— Start —

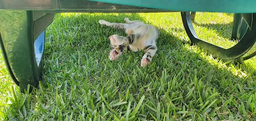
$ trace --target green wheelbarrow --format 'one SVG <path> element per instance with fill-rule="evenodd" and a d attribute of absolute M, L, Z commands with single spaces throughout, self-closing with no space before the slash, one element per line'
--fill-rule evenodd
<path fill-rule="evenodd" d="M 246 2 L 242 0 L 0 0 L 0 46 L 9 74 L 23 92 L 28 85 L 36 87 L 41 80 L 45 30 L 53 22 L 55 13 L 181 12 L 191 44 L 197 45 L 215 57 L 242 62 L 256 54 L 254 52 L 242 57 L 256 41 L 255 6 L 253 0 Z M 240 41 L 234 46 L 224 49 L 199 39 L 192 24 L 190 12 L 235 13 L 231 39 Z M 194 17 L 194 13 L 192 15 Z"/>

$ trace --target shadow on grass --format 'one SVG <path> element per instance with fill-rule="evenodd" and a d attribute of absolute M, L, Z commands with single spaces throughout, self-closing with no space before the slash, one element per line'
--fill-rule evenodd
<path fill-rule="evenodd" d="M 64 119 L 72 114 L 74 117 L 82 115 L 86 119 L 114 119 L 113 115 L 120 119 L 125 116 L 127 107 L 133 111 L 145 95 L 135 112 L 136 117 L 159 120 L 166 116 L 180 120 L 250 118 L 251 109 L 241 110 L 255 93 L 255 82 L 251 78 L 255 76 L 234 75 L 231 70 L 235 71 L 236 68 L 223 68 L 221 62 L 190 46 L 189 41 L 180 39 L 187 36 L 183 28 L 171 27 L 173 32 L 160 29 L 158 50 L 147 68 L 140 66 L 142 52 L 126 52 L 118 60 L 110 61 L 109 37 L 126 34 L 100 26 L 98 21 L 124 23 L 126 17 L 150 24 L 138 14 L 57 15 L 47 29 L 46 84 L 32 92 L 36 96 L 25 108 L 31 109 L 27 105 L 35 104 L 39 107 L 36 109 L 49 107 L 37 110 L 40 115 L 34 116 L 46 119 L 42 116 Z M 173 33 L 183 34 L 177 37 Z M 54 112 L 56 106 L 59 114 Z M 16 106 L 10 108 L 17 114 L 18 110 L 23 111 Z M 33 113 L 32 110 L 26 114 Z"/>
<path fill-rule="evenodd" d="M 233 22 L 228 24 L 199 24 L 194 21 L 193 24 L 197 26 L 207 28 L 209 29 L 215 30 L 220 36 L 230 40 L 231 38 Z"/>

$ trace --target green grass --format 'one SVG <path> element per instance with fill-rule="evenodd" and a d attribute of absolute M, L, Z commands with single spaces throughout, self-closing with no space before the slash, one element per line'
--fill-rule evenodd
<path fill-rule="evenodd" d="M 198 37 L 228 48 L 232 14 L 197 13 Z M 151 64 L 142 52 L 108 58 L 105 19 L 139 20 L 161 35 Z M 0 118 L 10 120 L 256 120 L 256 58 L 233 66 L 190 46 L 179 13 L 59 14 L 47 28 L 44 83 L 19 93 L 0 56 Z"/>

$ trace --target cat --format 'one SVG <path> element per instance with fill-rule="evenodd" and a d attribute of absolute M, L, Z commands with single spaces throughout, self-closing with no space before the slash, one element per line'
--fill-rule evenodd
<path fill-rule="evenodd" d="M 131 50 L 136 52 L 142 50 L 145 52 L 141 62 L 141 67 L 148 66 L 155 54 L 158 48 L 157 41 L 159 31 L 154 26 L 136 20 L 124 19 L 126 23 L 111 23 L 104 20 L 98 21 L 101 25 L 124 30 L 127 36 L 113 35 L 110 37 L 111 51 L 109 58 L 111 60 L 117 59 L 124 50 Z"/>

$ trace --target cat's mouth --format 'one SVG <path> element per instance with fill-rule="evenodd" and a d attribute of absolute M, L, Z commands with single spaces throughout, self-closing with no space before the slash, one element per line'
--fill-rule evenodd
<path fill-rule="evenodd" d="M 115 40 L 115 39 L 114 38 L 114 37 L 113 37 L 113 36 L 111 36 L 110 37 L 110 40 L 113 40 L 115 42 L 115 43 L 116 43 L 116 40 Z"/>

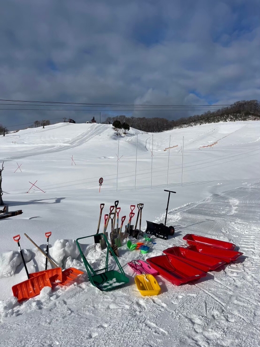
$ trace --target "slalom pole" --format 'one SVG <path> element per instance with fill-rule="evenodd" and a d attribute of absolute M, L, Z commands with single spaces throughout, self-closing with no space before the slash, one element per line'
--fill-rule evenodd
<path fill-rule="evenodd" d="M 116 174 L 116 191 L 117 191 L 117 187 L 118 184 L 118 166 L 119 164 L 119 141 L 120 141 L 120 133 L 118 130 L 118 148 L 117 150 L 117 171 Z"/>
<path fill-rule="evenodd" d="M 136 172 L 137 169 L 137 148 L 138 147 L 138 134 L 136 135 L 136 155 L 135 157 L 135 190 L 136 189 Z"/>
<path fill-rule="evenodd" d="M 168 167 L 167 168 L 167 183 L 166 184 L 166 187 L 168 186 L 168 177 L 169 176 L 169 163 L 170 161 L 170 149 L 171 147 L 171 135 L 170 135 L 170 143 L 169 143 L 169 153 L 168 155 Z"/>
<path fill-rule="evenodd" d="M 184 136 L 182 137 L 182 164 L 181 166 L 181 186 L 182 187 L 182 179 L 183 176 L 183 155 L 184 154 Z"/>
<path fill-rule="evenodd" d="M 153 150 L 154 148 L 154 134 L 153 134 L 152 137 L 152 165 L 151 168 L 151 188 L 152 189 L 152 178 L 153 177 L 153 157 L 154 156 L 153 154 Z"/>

— End —

• **Objective**: Please set out every line of the records above as a Markdown table with the columns No. and Line, numbering the rows and skipping blank lines. Leave the pictures out.

• **Answer for this exercise**:
| No. | Line |
|---|---|
| 1 | $ trace --target green wheelbarrow --format 'one SVG <path> element per instance with fill-rule="evenodd" and a d attribute of absolute M, L, Z commands with single spaces throughout, self-closing with no space before the slash, one element per line' |
| 2 | --fill-rule evenodd |
| 3 | <path fill-rule="evenodd" d="M 246 2 L 242 0 L 0 0 L 0 46 L 9 74 L 23 92 L 28 85 L 36 87 L 41 80 L 45 30 L 53 22 L 55 13 L 181 12 L 191 44 L 197 45 L 215 57 L 242 62 L 256 54 L 254 52 L 242 57 L 256 41 L 255 6 L 253 0 Z M 240 41 L 234 46 L 224 49 L 199 39 L 192 24 L 190 12 L 235 13 L 231 39 Z M 194 17 L 194 13 L 192 15 Z"/> |
| 4 | $ trace --target shadow on grass --format 'one SVG <path> element per instance with fill-rule="evenodd" and a d attribute of absolute M, L, Z commands with single spaces throughout, self-closing with no space before the slash, one element per line' |
| 5 | --fill-rule evenodd |
| 6 | <path fill-rule="evenodd" d="M 64 119 L 72 114 L 74 117 L 82 115 L 86 119 L 114 119 L 113 115 L 120 119 L 125 116 L 127 107 L 133 111 L 145 95 L 135 112 L 136 117 L 159 120 L 166 116 L 180 120 L 250 118 L 251 109 L 241 110 L 255 93 L 255 82 L 251 78 L 255 76 L 234 75 L 231 70 L 235 71 L 236 68 L 223 68 L 221 62 L 190 46 L 189 41 L 180 39 L 187 36 L 183 28 L 171 27 L 173 32 L 160 29 L 158 50 L 147 68 L 140 66 L 142 52 L 126 52 L 118 60 L 110 61 L 109 37 L 126 34 L 100 26 L 98 21 L 124 23 L 126 17 L 150 24 L 138 14 L 57 15 L 47 29 L 46 84 L 32 92 L 36 96 L 25 108 L 31 109 L 27 105 L 35 104 L 39 107 L 36 109 L 49 107 L 37 110 L 40 115 L 34 116 L 46 119 L 42 116 Z M 173 33 L 183 34 L 177 37 Z M 54 112 L 56 106 L 59 114 Z M 16 106 L 10 108 L 17 114 L 18 110 L 23 111 Z M 33 113 L 32 110 L 26 114 Z"/> |
| 7 | <path fill-rule="evenodd" d="M 233 22 L 228 24 L 199 24 L 194 21 L 193 24 L 197 26 L 207 28 L 209 29 L 215 30 L 220 36 L 230 40 L 231 38 Z"/> |
| 8 | $ trace --target green grass --format 'one SVG <path> element per instance with fill-rule="evenodd" and a d attribute of absolute M, L, Z commands with single spaces throughout, self-closing with no space before the slash, one element per line' |
| 9 | --fill-rule evenodd |
| 10 | <path fill-rule="evenodd" d="M 198 37 L 228 48 L 232 14 L 197 13 Z M 151 64 L 142 52 L 108 58 L 105 19 L 139 20 L 161 35 Z M 0 118 L 10 120 L 256 120 L 256 58 L 233 66 L 190 46 L 179 13 L 59 14 L 47 28 L 44 83 L 19 93 L 0 56 Z"/> |
| 11 | $ trace --target cat --format 'one SVG <path> element per instance with fill-rule="evenodd" and a d attribute of absolute M, L, Z commands with single spaces throughout, self-closing with no space before the slash, one element per line' |
| 12 | --fill-rule evenodd |
| 13 | <path fill-rule="evenodd" d="M 131 50 L 136 52 L 142 50 L 145 52 L 141 62 L 141 67 L 148 66 L 155 54 L 158 48 L 157 41 L 159 31 L 154 26 L 136 20 L 124 19 L 126 23 L 111 23 L 104 20 L 98 21 L 101 25 L 124 30 L 127 36 L 113 35 L 110 37 L 111 51 L 109 58 L 111 60 L 117 59 L 124 50 Z"/> |
| 14 | $ trace --target cat's mouth --format 'one SVG <path> element per instance with fill-rule="evenodd" and a d attribute of absolute M, L, Z commands with single spaces throughout, self-closing with no space before the slash, one element per line' |
| 15 | --fill-rule evenodd |
| 16 | <path fill-rule="evenodd" d="M 115 40 L 115 39 L 114 38 L 114 37 L 113 37 L 113 36 L 111 36 L 110 37 L 110 40 L 113 40 L 115 42 L 115 43 L 116 43 L 116 40 Z"/> |
| 17 | $ trace --target "slalom pole" --format 'one SVG <path> element per instance with fill-rule="evenodd" and a d attribute of absolute M, L, Z commands with single spaces throughout, self-closing with no space before the slash, one element per line' |
| 18 | --fill-rule evenodd |
| 19 | <path fill-rule="evenodd" d="M 116 174 L 116 191 L 117 191 L 117 187 L 118 184 L 118 166 L 119 164 L 119 141 L 120 141 L 120 133 L 118 130 L 118 148 L 117 150 L 117 171 Z"/> |
| 20 | <path fill-rule="evenodd" d="M 136 172 L 137 169 L 137 148 L 138 147 L 138 134 L 136 135 L 136 155 L 135 157 L 135 190 L 136 189 Z"/> |
| 21 | <path fill-rule="evenodd" d="M 168 167 L 167 168 L 167 183 L 166 184 L 166 187 L 168 186 L 168 177 L 169 176 L 169 163 L 170 161 L 170 149 L 171 147 L 171 135 L 170 135 L 170 143 L 169 143 L 169 153 L 168 155 Z"/> |
| 22 | <path fill-rule="evenodd" d="M 184 136 L 182 137 L 182 164 L 181 166 L 181 186 L 182 187 L 182 179 L 183 176 L 183 155 L 184 154 Z"/> |
| 23 | <path fill-rule="evenodd" d="M 153 150 L 154 148 L 154 134 L 153 134 L 152 137 L 152 165 L 151 168 L 151 188 L 152 189 L 152 178 L 153 177 L 153 157 L 154 156 L 153 154 Z"/> |